##### Records for the task #####
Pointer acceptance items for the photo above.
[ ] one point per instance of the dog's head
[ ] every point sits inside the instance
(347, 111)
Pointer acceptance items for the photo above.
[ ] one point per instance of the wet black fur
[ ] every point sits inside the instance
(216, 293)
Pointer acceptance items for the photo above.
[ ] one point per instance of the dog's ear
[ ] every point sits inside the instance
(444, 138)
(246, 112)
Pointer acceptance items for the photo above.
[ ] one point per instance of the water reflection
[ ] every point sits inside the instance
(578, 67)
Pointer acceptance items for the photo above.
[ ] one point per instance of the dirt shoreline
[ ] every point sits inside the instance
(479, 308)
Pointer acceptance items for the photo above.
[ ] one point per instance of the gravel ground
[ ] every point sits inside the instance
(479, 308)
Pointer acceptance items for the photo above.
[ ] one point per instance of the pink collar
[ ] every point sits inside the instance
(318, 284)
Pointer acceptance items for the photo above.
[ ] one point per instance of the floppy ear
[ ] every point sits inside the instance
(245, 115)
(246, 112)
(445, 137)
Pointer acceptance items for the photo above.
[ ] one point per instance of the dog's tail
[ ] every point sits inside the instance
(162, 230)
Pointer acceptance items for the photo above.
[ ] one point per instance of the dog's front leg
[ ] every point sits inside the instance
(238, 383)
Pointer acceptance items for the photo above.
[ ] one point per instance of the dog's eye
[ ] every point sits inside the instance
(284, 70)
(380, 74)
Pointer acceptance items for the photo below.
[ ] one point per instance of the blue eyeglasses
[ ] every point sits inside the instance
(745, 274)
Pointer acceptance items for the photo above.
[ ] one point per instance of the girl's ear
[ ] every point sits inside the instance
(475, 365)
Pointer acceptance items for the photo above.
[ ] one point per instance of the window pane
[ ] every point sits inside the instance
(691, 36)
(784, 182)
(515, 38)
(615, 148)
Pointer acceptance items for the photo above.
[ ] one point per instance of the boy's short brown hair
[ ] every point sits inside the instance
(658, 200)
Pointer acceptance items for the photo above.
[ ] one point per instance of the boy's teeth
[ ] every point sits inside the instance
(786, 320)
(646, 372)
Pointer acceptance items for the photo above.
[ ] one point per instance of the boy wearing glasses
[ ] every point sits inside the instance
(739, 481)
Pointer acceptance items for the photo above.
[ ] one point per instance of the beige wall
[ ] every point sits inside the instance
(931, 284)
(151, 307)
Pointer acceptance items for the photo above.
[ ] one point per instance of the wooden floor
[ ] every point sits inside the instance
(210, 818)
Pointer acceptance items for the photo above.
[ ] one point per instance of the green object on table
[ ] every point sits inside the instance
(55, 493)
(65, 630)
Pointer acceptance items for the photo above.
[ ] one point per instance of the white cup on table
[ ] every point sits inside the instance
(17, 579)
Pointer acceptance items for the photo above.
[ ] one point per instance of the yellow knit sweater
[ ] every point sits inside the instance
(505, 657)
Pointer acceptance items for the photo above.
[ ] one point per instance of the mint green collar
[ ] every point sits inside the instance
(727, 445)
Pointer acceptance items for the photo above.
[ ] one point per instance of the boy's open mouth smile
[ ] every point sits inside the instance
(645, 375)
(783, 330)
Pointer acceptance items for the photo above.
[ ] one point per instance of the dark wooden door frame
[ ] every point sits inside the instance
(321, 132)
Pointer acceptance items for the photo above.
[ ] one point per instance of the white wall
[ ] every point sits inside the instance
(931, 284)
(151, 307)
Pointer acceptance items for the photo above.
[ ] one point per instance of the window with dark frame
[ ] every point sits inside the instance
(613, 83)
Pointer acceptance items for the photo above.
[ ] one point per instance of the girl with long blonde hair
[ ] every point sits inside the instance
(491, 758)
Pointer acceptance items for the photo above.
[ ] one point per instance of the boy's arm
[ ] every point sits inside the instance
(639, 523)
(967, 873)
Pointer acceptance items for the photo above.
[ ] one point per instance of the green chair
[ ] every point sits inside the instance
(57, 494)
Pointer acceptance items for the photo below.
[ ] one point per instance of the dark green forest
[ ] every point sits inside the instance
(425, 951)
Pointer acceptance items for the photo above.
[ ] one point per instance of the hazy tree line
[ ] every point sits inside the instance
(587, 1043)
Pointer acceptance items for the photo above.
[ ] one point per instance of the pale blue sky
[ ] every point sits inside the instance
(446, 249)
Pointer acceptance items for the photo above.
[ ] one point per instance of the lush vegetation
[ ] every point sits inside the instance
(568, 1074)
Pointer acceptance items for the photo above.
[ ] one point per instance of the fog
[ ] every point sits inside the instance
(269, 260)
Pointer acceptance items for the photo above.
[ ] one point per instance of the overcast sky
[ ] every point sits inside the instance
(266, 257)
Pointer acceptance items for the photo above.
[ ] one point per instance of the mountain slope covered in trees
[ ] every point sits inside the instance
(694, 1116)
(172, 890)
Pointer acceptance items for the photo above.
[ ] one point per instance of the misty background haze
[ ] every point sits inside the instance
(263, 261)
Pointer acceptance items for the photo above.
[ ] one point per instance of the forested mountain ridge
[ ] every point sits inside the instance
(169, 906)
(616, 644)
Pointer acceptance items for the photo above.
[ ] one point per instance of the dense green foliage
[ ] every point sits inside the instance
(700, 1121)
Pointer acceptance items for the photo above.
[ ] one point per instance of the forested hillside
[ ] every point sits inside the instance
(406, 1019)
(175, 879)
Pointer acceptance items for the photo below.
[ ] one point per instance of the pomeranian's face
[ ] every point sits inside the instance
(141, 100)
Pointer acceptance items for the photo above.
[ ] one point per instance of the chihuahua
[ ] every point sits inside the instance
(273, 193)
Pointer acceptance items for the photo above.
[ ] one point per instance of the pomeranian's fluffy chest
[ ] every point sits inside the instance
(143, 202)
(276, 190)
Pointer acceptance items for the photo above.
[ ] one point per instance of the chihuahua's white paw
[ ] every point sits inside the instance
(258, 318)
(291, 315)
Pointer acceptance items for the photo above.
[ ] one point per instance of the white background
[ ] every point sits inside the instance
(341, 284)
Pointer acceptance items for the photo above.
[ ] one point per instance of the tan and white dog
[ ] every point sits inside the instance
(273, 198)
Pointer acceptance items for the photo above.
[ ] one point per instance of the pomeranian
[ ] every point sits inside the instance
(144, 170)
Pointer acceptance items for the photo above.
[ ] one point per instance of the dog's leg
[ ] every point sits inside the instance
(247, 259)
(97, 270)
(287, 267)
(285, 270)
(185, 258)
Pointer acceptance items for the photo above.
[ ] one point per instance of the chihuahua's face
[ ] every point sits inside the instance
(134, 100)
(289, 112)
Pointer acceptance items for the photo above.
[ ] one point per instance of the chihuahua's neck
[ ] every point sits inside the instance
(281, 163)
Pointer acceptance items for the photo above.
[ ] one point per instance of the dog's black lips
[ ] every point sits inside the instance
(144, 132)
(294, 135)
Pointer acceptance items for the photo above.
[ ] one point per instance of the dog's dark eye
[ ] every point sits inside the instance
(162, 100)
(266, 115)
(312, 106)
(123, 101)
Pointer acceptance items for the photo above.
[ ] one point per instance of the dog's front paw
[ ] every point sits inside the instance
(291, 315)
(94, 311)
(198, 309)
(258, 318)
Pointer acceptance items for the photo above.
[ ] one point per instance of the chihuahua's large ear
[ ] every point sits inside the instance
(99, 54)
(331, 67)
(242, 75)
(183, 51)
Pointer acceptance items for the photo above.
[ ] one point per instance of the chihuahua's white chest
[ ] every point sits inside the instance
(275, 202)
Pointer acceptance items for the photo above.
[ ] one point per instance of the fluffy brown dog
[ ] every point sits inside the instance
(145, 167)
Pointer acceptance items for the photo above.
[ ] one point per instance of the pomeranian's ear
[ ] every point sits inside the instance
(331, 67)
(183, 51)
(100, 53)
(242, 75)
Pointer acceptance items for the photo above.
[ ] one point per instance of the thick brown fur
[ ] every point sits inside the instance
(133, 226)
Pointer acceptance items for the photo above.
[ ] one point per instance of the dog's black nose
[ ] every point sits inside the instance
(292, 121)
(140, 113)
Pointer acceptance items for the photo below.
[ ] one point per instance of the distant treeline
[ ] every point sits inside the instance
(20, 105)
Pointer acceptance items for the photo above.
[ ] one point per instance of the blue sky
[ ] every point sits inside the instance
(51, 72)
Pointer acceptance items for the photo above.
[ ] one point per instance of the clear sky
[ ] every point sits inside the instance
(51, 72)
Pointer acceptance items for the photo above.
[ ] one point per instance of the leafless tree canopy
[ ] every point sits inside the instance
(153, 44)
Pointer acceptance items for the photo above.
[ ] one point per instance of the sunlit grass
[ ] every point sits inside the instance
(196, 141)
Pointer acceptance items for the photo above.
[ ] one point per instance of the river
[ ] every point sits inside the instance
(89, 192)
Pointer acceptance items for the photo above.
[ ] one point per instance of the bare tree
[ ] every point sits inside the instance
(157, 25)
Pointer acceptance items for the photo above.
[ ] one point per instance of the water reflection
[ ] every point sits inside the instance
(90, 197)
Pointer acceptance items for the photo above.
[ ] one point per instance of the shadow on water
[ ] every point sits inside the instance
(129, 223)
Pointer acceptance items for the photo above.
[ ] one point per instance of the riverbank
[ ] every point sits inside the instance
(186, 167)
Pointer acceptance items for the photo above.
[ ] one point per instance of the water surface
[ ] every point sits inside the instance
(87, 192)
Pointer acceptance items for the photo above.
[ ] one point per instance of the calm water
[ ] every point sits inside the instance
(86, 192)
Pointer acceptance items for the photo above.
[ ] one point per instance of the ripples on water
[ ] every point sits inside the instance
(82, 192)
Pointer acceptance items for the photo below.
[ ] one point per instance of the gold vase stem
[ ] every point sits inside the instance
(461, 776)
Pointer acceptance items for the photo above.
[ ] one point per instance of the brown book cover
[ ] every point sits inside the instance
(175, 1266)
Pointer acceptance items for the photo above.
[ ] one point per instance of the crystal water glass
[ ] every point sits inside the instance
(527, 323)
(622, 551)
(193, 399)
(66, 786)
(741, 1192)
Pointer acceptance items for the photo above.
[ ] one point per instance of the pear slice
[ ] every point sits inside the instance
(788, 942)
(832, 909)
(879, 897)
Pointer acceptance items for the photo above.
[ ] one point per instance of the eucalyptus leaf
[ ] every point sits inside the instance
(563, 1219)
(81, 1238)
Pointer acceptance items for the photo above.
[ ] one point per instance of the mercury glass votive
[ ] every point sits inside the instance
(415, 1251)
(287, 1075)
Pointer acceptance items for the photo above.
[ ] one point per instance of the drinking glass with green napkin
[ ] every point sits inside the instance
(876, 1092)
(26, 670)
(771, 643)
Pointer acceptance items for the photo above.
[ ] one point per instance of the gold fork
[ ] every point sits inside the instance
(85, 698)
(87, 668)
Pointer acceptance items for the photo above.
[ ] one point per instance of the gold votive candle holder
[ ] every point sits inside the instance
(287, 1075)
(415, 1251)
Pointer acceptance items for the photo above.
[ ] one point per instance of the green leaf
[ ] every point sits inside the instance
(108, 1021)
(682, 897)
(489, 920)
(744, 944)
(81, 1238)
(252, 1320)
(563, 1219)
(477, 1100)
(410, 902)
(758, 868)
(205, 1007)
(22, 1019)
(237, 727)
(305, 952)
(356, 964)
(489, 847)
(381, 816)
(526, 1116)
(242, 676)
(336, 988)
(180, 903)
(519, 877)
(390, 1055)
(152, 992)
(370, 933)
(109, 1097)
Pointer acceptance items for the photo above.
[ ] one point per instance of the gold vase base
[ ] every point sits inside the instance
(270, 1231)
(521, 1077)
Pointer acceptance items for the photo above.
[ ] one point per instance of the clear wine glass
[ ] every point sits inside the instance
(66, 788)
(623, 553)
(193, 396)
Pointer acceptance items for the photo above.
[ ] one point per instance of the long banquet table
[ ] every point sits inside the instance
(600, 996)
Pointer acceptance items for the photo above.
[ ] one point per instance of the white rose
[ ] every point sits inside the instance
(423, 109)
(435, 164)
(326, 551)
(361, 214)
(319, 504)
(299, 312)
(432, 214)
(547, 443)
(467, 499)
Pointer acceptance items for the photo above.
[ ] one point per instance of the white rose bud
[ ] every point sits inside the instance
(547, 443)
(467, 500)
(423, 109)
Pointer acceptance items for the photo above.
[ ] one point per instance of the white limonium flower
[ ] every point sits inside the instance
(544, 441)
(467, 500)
#####
What the task asks:
Copy out every row above that contains the word "forested".

Problem solution:
[ ] one point per instance of the forested mountain ridge
[ ] one point per instance of the forested hillside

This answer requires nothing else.